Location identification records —
_____
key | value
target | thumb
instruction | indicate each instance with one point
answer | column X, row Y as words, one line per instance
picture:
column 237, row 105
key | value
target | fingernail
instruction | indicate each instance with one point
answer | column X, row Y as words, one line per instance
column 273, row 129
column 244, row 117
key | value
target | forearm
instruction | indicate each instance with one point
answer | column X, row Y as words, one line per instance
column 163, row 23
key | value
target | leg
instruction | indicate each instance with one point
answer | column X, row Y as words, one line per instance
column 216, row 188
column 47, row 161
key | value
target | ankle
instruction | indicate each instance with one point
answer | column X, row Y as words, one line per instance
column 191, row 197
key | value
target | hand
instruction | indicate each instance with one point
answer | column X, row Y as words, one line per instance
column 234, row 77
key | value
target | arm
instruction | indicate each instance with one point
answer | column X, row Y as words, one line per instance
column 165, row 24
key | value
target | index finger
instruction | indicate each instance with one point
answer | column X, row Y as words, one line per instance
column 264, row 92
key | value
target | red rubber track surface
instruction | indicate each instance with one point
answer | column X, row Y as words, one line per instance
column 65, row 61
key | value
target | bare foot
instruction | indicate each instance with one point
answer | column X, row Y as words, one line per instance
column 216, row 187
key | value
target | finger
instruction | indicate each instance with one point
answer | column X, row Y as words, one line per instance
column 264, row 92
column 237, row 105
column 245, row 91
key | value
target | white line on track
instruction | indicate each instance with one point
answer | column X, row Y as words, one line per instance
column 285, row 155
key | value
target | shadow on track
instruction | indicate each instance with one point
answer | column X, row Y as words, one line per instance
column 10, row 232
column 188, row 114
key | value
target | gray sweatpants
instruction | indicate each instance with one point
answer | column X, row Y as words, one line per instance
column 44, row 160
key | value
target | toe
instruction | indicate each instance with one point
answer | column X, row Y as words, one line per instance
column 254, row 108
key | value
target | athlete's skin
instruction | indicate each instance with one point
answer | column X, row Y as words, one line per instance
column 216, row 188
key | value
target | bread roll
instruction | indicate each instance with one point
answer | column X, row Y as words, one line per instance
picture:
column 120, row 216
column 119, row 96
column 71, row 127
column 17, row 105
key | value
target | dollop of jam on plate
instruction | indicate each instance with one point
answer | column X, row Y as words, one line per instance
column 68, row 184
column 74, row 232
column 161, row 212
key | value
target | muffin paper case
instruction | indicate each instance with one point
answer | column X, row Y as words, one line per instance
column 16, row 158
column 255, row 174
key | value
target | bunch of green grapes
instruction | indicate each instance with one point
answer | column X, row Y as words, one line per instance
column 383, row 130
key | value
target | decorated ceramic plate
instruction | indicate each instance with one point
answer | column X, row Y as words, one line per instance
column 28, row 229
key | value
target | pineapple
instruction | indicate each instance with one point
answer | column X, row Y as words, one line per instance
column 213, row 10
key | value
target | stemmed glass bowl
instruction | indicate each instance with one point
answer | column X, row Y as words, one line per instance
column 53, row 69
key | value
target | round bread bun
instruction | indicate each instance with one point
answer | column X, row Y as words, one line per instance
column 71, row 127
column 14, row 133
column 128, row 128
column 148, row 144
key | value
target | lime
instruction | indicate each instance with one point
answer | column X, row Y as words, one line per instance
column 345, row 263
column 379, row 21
_____
TASK BRIEF —
Copy the records word for word, starting from the first line and ending with the line containing "column 191, row 197", with both the first and last lines included.

SOLUTION TO THIS TASK —
key | value
target | thumb
instruction | indicate each instance with one point
answer | column X, row Y as words, one line per instance
picture:
column 237, row 105
key | value
target | fingernail
instruction | indicate each instance with one point
answer | column X, row Y as words, one line per instance
column 273, row 129
column 244, row 117
key | value
target | forearm
instruction | indicate each instance with one point
answer | column X, row Y as words, one line per instance
column 163, row 23
key | value
target | leg
instruction | indicate each instance with one point
answer | column X, row Y as words, one line per instance
column 216, row 188
column 47, row 161
key | value
target | ankle
instruction | indicate each instance with one point
answer | column X, row Y as words, one line per instance
column 191, row 197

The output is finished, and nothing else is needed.